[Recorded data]
——————————
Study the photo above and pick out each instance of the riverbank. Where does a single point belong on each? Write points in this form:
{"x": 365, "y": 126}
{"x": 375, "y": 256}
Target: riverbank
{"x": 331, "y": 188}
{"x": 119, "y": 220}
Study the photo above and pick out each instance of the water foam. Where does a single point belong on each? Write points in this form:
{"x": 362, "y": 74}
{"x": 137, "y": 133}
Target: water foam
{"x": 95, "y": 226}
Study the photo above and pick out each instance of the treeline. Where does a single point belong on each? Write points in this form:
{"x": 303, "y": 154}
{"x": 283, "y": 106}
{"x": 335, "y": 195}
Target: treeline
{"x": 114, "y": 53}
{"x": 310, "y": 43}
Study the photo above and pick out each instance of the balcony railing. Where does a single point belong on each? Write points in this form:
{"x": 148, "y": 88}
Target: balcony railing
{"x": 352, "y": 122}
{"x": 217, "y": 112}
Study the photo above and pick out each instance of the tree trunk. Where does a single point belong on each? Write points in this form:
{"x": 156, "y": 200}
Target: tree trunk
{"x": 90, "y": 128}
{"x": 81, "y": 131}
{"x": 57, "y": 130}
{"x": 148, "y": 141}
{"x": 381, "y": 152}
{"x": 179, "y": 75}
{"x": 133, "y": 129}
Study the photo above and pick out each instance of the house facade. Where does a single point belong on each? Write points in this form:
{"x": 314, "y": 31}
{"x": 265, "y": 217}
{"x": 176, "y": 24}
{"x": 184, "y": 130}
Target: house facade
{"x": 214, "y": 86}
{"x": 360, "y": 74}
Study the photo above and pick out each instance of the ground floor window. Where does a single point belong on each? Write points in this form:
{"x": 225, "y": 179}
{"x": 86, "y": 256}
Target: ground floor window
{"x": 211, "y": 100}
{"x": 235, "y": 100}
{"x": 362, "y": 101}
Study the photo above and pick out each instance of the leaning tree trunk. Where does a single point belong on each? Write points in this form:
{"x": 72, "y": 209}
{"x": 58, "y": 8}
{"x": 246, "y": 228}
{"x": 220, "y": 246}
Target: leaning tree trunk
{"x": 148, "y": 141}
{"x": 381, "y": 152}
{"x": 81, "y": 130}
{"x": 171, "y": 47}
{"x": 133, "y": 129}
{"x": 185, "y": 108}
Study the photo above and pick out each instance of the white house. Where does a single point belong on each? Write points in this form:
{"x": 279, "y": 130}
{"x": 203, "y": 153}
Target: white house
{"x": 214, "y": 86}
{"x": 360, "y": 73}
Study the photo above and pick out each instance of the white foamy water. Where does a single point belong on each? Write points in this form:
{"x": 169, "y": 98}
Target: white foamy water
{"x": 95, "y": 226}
——————————
* Problem description: Copy out the data from the line with "of the leaning" through the end, keeping every line, and shift each answer's x and y coordinates up by 134. The coordinates in the format samples stay as they are.

* Solution for this task:
Study the photo above and pick out each instance of the leaning tree trunk. Where does a single point belong on each? Write points in this form:
{"x": 72, "y": 209}
{"x": 58, "y": 8}
{"x": 246, "y": 228}
{"x": 220, "y": 246}
Target: leaning tree trunk
{"x": 282, "y": 275}
{"x": 515, "y": 286}
{"x": 215, "y": 264}
{"x": 305, "y": 181}
{"x": 267, "y": 263}
{"x": 319, "y": 242}
Study the photo above and pick out each instance of the white house. Where does a single point belong on each? Write points in this form:
{"x": 279, "y": 130}
{"x": 203, "y": 153}
Target: white house
{"x": 348, "y": 220}
{"x": 494, "y": 207}
Study the photo above and pick out each instance of the white foamy water. Where does a single point belong on each? Write points in this form:
{"x": 169, "y": 98}
Target: white foamy water
{"x": 229, "y": 360}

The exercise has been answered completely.